- _AIM OF THE EXERCISE_:
Take each line below that has "roadside" and copy it.

──────── RAW DATA

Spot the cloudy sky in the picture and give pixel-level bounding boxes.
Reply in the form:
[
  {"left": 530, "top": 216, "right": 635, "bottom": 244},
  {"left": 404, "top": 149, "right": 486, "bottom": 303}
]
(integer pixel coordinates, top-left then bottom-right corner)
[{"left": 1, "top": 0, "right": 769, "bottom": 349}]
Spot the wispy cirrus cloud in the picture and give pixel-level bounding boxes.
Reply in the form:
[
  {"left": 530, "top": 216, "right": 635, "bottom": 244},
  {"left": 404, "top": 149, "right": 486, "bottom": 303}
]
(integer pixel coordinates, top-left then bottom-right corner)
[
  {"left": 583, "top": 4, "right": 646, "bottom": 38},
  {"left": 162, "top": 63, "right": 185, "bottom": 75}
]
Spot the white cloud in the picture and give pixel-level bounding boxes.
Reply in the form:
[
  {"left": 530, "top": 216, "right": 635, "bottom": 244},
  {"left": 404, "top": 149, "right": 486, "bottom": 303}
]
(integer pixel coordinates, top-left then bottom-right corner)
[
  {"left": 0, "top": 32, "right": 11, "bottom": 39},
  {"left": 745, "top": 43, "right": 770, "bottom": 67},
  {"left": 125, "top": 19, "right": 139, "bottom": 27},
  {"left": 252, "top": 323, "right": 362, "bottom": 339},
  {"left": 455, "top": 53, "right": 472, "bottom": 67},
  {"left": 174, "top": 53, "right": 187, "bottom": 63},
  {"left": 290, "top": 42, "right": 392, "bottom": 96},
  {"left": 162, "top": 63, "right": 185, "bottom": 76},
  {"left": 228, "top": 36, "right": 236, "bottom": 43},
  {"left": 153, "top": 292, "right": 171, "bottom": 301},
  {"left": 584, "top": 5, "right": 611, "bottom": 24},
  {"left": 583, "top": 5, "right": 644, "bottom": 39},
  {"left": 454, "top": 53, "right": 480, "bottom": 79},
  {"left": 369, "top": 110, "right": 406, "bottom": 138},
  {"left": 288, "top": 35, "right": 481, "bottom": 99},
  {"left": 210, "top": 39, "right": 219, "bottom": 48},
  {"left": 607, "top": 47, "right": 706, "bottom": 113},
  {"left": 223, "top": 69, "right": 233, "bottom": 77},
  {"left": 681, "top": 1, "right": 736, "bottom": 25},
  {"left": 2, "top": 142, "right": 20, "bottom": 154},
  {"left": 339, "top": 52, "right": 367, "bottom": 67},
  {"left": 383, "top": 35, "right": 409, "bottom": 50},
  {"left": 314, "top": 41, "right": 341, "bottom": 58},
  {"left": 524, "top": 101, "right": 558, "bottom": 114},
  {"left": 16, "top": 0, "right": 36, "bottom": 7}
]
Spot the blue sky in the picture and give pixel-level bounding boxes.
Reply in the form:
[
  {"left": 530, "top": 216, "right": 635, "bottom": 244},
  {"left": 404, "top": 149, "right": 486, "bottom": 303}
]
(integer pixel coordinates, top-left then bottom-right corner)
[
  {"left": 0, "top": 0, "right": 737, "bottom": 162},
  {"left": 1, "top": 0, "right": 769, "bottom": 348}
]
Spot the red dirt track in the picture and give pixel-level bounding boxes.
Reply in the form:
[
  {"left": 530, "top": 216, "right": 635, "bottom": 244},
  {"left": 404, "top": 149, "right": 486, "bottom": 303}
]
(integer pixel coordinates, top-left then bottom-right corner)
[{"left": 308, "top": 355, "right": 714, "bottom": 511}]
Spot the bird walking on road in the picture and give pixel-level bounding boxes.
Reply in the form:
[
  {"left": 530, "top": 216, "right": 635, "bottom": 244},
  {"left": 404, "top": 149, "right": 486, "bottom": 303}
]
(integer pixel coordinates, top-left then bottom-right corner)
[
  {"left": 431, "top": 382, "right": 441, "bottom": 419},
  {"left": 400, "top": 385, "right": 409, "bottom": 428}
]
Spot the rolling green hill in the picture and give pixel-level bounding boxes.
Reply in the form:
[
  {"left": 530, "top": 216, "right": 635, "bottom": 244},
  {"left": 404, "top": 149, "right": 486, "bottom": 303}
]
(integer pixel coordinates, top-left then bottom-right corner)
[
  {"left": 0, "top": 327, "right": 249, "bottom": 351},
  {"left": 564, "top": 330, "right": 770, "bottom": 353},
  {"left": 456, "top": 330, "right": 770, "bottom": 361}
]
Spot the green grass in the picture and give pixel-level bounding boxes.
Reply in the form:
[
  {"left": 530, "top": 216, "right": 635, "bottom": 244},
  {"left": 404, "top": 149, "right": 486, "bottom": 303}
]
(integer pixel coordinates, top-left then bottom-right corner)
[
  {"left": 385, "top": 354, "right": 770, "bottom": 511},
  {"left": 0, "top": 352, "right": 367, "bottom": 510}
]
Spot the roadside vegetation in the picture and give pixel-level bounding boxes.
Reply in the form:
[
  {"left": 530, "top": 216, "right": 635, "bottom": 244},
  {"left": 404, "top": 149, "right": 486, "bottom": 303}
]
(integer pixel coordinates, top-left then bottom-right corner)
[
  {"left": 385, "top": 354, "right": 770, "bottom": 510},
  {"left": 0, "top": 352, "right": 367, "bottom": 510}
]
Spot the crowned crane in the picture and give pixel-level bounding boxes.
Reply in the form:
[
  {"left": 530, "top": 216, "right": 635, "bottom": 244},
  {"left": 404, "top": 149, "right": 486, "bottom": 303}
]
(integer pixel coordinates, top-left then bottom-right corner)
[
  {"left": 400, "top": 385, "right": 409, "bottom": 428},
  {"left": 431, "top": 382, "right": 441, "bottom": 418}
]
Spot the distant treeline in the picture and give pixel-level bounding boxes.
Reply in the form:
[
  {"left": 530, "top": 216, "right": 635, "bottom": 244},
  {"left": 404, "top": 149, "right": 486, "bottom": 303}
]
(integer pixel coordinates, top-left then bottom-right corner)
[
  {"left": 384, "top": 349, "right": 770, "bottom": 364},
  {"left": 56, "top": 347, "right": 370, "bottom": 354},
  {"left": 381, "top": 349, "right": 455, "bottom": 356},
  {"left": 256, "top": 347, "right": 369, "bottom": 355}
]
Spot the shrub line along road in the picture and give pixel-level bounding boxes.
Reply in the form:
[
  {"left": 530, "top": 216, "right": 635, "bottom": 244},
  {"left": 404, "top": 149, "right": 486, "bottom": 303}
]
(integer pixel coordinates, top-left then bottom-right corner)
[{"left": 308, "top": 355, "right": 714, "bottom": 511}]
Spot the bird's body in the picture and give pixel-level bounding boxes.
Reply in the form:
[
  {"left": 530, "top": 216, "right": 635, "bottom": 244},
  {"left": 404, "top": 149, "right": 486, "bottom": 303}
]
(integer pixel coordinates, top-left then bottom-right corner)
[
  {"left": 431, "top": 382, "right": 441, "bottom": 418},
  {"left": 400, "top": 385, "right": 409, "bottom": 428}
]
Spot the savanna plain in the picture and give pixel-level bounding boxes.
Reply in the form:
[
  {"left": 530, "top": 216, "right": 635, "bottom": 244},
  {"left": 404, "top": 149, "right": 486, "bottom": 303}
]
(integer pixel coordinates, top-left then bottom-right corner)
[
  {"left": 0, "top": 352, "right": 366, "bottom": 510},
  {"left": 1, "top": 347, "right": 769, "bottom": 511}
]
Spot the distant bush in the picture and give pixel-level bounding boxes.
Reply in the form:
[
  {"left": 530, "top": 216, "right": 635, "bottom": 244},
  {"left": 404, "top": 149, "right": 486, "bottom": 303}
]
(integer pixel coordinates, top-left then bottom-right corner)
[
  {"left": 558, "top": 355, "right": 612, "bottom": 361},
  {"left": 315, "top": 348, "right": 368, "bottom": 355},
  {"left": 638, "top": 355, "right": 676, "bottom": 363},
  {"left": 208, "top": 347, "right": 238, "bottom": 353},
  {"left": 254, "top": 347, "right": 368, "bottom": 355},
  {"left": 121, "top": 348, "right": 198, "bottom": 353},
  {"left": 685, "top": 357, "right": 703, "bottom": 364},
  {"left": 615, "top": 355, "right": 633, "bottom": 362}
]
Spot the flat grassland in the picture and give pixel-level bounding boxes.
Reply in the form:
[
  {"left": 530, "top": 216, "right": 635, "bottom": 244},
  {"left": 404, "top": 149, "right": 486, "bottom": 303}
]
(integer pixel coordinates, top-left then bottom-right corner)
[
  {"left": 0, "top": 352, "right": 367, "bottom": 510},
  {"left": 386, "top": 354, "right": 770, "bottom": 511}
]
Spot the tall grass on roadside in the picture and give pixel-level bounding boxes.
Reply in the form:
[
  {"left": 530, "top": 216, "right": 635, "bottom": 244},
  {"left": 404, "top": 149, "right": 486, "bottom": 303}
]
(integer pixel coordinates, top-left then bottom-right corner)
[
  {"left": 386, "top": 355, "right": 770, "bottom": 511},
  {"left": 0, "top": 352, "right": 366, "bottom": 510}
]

────────────────

- _ANSWER AREA_:
Spot the roadside vegetation in the picture and give pixel-level bounding boxes.
Spot the tall grass on roadside in the picture and give pixel-level bounding boxes.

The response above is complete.